* _PROMPT A_
Gather every line in the records below that contains the word "tree", and copy each one out.

* _EXCERPTED TEXT_
+===+

BRIEF DESCRIPTION OF THE DRAWINGS
[0023] The foregoing and other objects, features and advantages of
the invention will be apparent from the following more particular
description of preferred embodiments of the invention, as
illustrated in the accompanying drawings in which like reference
characters refer to the same parts throughout the different views.
The drawings are not necessarily to scale, emphasis instead being
placed upon illustrating the principles of the invention.
[0024] FIG. 1 illustrates a ray based queuing and control.
[0025] FIG. 2 illustrates memory based queue state.
[0026] FIGS. 3A-D illustrate linked list based queuing.
[0027] FIG. 4 illustrates queuing in a micro-engine based network
processor.
[0028] FIG. 5 illustrates implementation of the present invention
on a network processor with at least six micro-engines.
DETAILED DESCRIPTION OF THE INVENTION
[0029] A description of preferred embodiments of the invention
follows.

+===+

* _PROMPT B_
Carry on the patent text about queuing on network processors, starting right after its last sentence.

(Point annotation records)
+===+

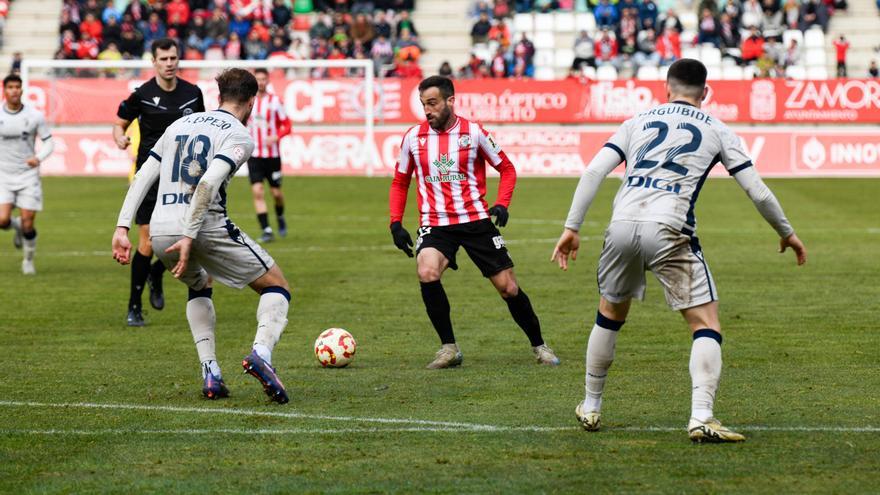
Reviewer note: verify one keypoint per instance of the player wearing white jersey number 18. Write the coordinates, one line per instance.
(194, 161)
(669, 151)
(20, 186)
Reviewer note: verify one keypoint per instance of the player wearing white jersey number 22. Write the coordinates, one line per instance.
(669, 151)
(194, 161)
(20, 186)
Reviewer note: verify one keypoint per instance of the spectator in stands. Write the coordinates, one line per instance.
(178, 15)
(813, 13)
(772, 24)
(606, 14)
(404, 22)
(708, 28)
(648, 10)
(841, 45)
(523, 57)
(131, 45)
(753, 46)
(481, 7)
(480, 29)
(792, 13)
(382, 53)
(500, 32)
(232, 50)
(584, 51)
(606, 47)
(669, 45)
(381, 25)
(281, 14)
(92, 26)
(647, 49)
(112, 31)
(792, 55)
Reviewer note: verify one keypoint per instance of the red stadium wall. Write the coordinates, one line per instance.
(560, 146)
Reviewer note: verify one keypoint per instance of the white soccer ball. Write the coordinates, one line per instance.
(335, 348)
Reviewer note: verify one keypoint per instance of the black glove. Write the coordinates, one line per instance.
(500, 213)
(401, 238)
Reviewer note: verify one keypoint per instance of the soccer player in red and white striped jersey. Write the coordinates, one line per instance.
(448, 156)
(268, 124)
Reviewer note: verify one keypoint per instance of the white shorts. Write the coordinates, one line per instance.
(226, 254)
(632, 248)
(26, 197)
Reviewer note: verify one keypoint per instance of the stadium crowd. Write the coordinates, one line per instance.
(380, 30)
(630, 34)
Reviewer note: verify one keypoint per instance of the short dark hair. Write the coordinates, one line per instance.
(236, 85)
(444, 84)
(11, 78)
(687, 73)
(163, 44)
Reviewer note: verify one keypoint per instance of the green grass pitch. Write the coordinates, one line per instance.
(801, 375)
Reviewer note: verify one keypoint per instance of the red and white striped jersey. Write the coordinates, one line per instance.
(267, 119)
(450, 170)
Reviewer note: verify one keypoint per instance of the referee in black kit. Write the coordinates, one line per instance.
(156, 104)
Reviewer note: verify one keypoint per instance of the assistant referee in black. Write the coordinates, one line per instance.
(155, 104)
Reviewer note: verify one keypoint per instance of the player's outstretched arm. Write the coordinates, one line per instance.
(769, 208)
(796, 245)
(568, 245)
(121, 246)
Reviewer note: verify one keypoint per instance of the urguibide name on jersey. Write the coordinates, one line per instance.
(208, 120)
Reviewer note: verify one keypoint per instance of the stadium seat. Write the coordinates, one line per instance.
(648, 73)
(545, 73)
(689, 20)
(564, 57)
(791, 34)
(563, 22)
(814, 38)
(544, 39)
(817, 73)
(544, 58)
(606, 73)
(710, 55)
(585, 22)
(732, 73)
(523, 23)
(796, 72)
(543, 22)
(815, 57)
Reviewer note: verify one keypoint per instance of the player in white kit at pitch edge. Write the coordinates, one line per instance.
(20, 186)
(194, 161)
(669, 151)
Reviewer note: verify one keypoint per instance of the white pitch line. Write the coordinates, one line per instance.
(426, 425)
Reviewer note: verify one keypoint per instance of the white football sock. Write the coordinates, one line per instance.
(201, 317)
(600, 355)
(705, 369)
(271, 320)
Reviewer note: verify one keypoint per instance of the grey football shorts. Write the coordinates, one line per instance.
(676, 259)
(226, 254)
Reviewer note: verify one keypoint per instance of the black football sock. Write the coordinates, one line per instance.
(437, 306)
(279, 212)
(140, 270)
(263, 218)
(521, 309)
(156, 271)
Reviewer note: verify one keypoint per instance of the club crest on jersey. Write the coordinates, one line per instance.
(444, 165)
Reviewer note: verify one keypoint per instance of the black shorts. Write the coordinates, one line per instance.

+===+

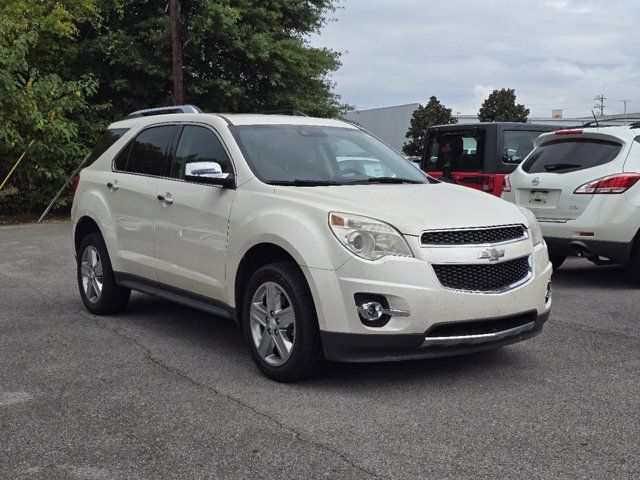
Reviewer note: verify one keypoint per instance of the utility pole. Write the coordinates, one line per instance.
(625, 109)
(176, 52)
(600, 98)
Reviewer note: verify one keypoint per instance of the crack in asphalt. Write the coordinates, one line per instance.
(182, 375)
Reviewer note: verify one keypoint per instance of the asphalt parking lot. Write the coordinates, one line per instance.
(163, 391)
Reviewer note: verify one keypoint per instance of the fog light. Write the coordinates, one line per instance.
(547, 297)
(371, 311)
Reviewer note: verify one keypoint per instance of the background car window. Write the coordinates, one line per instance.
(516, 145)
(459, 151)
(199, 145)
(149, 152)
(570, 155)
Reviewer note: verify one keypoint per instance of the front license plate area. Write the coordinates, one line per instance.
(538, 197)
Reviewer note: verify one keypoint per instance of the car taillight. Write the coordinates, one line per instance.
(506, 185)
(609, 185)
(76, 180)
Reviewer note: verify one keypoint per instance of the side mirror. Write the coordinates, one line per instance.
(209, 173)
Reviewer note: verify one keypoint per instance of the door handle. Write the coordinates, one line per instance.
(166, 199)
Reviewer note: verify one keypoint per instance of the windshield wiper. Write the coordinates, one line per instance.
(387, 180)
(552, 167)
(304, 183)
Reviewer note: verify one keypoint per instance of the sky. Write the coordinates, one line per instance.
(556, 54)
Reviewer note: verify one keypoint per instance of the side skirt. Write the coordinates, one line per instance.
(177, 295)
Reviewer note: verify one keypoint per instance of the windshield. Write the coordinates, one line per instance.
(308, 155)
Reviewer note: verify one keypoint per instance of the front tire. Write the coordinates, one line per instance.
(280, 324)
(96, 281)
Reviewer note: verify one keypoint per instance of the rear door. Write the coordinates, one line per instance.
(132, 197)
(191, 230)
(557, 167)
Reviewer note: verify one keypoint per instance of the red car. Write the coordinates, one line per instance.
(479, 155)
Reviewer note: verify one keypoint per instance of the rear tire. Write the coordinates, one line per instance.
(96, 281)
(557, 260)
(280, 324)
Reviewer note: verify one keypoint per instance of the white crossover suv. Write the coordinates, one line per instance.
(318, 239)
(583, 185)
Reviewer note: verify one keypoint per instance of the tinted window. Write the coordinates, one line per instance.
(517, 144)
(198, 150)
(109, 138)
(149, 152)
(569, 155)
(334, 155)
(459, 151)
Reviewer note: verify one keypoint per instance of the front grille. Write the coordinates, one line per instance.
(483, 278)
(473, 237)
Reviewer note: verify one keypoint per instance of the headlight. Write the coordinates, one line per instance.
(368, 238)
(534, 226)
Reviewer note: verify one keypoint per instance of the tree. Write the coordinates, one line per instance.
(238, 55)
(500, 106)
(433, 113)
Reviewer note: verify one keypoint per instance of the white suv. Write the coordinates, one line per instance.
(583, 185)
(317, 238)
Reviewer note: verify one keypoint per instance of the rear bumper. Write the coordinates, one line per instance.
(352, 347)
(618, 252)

+===+

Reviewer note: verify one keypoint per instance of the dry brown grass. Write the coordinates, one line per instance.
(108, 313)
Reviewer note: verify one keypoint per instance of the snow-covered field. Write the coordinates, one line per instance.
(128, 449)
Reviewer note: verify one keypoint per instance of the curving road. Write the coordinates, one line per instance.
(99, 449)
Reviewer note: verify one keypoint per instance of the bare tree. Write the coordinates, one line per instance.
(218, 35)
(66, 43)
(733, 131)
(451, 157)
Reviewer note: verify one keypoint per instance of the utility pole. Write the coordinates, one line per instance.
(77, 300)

+===+

* _FINAL ANSWER A_
Reviewer note: verify one keypoint per instance of the tree. Write the coordinates, one line per instance.
Reviewer note: verify one keypoint per instance of the bare tree. Write the coordinates, one line per instance.

* _FINAL ANSWER B_
[0030] Queuing systems are found everywhere, from computing systems
to networking systems to checkout lines at the supermarket. One
place where queues are extensively used are inside of switches or
routers. If there are more packets that want to use a resource than
that resource can handle, some systems will queue those packets
until the resource is able to handle them or until the packets need
to be dropped for some reason. To avoid one slow or blocked
resource blocking packets that do not depend on it, queuing systems
will often have separate queues that can be individually enabled or
blocked. By mapping independent resource sets to different queues,
blocking one resource set and thus its set of queues will not block
the other queues destined to other resource sets. Even within a
single resource set, there may be multiple queues representing
different priorities. Thus, in a standard queuing system, there may
be many tens of thousands of queues or more.
[0031] High performance queuing systems found in high performance
systems such as routers are often implemented in special-purpose
hardware to meet their performance requirements. In such systems,
it is often the case that a single logical block that contains all
of the queue state performs the entire enqueue and dequeue
operations. The queue state needed by both enqueue operations and
dequeue operations is the same and thus keeping a single copy of
that state and implementing both operations around that single copy
of the state is the obvious implementation. In these dedicated
hardware cases, a sufficient number of resources are provided to
support any combination of queuing operations. The required
resources could include fast memories for queue state, additional
contexts to tolerate long latencies to memory, combining buffers
and bypasses that ensure multiple requests to the same queue are
processed using the same access to the queue state and so on.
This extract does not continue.